** Opening Dataset excerpts block **
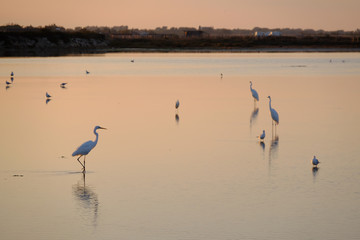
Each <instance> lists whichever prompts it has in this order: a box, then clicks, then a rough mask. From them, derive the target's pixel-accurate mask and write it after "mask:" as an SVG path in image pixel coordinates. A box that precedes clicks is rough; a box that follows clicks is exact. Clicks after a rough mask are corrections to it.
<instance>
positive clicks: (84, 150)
mask: <svg viewBox="0 0 360 240" xmlns="http://www.w3.org/2000/svg"><path fill="white" fill-rule="evenodd" d="M98 129H106V128H103V127H100V126H96V127H95V128H94V134H95V135H96V138H95V141H91V140H90V141H87V142H84V143H83V144H81V146H80V147H78V148H77V149H76V150H75V152H73V154H72V156H73V157H75V156H79V157H78V158H77V160H78V162H79V163H80V164H81V166H82V167H83V172H85V157H86V155H88V153H89V152H90V151H91V150H92V149H93V148H94V147H95V146H96V144H97V142H98V139H99V134H98V133H97V132H96V131H97V130H98ZM82 156H84V164H82V163H81V162H80V158H81V157H82Z"/></svg>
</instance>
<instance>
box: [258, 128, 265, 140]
mask: <svg viewBox="0 0 360 240" xmlns="http://www.w3.org/2000/svg"><path fill="white" fill-rule="evenodd" d="M259 138H260V140H264V138H265V130H263V133H262V134H261V135H260V136H259Z"/></svg>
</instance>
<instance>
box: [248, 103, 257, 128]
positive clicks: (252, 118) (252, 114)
mask: <svg viewBox="0 0 360 240" xmlns="http://www.w3.org/2000/svg"><path fill="white" fill-rule="evenodd" d="M258 114H259V108H258V107H255V105H254V110H253V111H252V112H251V115H250V129H251V127H252V125H253V123H254V122H255V121H256V118H257V116H258Z"/></svg>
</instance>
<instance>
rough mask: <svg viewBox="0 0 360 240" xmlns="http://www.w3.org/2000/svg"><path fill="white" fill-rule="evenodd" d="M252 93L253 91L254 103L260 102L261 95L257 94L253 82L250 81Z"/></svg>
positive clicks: (250, 90) (251, 92) (251, 90)
mask: <svg viewBox="0 0 360 240" xmlns="http://www.w3.org/2000/svg"><path fill="white" fill-rule="evenodd" d="M250 91H251V95H252V96H253V98H254V102H256V101H259V94H258V93H257V91H256V90H255V89H253V88H252V82H251V81H250Z"/></svg>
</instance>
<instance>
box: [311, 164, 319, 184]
mask: <svg viewBox="0 0 360 240" xmlns="http://www.w3.org/2000/svg"><path fill="white" fill-rule="evenodd" d="M318 171H319V168H318V167H317V166H315V167H313V168H312V172H313V176H314V181H315V178H316V175H317V174H318Z"/></svg>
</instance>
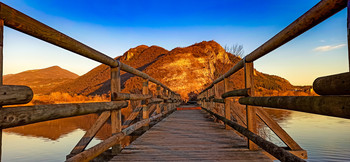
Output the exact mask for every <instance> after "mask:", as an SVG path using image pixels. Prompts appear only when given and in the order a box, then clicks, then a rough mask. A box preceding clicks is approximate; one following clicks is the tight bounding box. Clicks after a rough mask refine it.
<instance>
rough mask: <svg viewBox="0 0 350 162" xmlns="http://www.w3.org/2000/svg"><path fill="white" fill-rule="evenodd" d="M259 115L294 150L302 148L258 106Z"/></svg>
mask: <svg viewBox="0 0 350 162" xmlns="http://www.w3.org/2000/svg"><path fill="white" fill-rule="evenodd" d="M256 113H257V115H258V117H259V118H260V119H261V120H262V121H263V122H264V123H265V124H266V125H267V126H268V127H269V128H270V129H271V130H272V131H273V132H274V133H275V134H276V135H277V136H278V137H279V138H280V139H281V140H282V141H283V142H284V143H285V144H286V145H287V146H288V147H289V148H291V149H292V150H302V148H301V147H300V146H299V145H298V144H297V143H296V142H295V141H294V140H293V138H292V137H290V136H289V135H288V133H287V132H286V131H285V130H284V129H283V128H281V126H280V125H279V124H278V123H277V122H276V121H274V120H273V119H272V118H271V117H270V116H269V114H268V113H267V112H266V111H265V110H263V109H262V108H260V107H259V108H257V111H256Z"/></svg>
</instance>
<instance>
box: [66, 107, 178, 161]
mask: <svg viewBox="0 0 350 162" xmlns="http://www.w3.org/2000/svg"><path fill="white" fill-rule="evenodd" d="M174 110H175V109H172V110H169V111H164V112H162V113H160V114H158V115H155V116H152V117H150V118H147V119H144V120H141V121H139V122H137V123H135V124H133V125H131V126H129V127H127V128H125V129H123V130H122V131H121V132H120V133H117V134H115V135H113V136H111V137H109V138H108V139H106V140H104V141H102V142H101V143H99V144H97V145H95V146H94V147H91V148H89V149H87V150H85V151H83V152H81V153H79V154H77V155H75V156H73V157H71V158H69V159H67V160H66V162H73V161H90V160H92V159H93V158H95V157H97V156H98V155H99V154H101V153H103V152H104V151H106V150H107V149H109V148H110V147H112V146H114V145H115V144H117V143H118V142H119V141H120V140H121V139H122V138H123V137H125V136H127V135H130V134H131V133H133V132H134V131H135V130H137V129H139V128H141V127H142V126H144V125H147V124H149V123H150V122H151V121H155V120H157V119H159V118H161V117H162V116H164V115H167V114H169V113H172V112H173V111H174Z"/></svg>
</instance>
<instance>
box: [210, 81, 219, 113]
mask: <svg viewBox="0 0 350 162" xmlns="http://www.w3.org/2000/svg"><path fill="white" fill-rule="evenodd" d="M210 90H211V94H210V96H214V94H215V89H214V86H213V87H212V88H211V89H210ZM214 97H215V96H214ZM210 103H211V104H210V105H211V107H212V109H213V110H214V112H218V111H216V108H217V107H215V104H214V98H212V99H211V101H210Z"/></svg>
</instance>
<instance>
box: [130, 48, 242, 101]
mask: <svg viewBox="0 0 350 162" xmlns="http://www.w3.org/2000/svg"><path fill="white" fill-rule="evenodd" d="M232 57H235V56H232ZM233 60H235V59H233ZM236 60H238V58H236ZM232 62H233V61H232V60H231V59H230V58H229V54H228V53H226V52H225V50H224V49H223V48H222V47H221V46H220V45H219V44H218V43H216V42H215V41H203V42H201V43H197V44H194V45H192V46H189V47H185V48H175V49H173V50H171V51H170V52H169V53H167V54H166V55H164V56H162V57H160V58H159V59H158V60H157V61H155V62H154V63H153V64H151V65H150V66H149V67H147V68H146V69H145V71H144V72H145V73H147V74H149V75H150V76H152V77H153V78H155V79H157V80H159V81H161V82H162V83H163V84H165V85H167V86H168V87H169V88H170V89H172V90H173V91H175V92H177V93H179V94H180V95H181V96H182V98H183V99H188V96H187V94H188V93H190V92H195V93H198V92H199V91H201V90H202V89H204V88H205V86H206V85H209V84H210V83H211V82H212V81H213V80H214V79H215V78H216V76H215V75H216V73H217V71H218V70H219V69H218V64H219V63H221V64H222V63H226V64H229V65H233V63H232ZM226 69H227V68H225V69H222V70H223V71H225V70H226ZM137 80H138V81H139V82H140V80H139V79H137V78H133V79H131V80H128V81H127V82H126V84H125V85H126V87H128V86H127V85H130V86H131V84H132V83H135V82H137ZM154 87H155V86H154V85H151V88H152V89H154Z"/></svg>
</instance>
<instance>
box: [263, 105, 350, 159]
mask: <svg viewBox="0 0 350 162" xmlns="http://www.w3.org/2000/svg"><path fill="white" fill-rule="evenodd" d="M268 112H269V113H270V114H272V115H271V116H272V117H273V118H274V119H276V120H277V122H278V123H279V124H280V125H281V127H282V128H283V129H285V130H286V132H288V134H289V135H290V136H291V137H292V138H293V139H294V140H295V141H296V142H297V143H298V144H299V145H300V146H301V147H302V148H303V149H305V150H307V152H308V157H309V159H308V160H307V161H350V129H349V128H350V120H348V119H342V118H335V117H328V116H323V115H315V114H309V113H302V112H296V111H282V110H275V109H269V110H268ZM269 133H270V134H271V133H272V132H271V131H270V132H269ZM270 139H271V138H270ZM273 139H275V138H272V141H273V142H276V141H274V140H273ZM277 143H278V142H277Z"/></svg>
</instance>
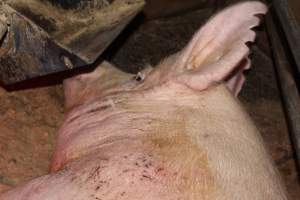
** Closing Dataset excerpts block **
● **Problem statement**
In the data above, find each line that uses the string "then". Copy it.

● **Task answer**
Each <instance> lists whichever prompts it has in this order: a box, then clicks, then a rough mask. From them, derive the target's pixel-accurate mask and write it after "mask:" as an SVG path in image pixel coordinates. A box that precedes clicks is rough; a box that follows clicks is exact. Clicks after a rough mask are corrections to it.
Output the exact mask for every <instance> after "mask:", as an SVG path using image pixels. Prompts appear only when given and in the order a box, then clicks, then a rough mask. A box preceding clicks is approximate; one following clicks is the tight bounding box. Clicks after a rough mask refine it.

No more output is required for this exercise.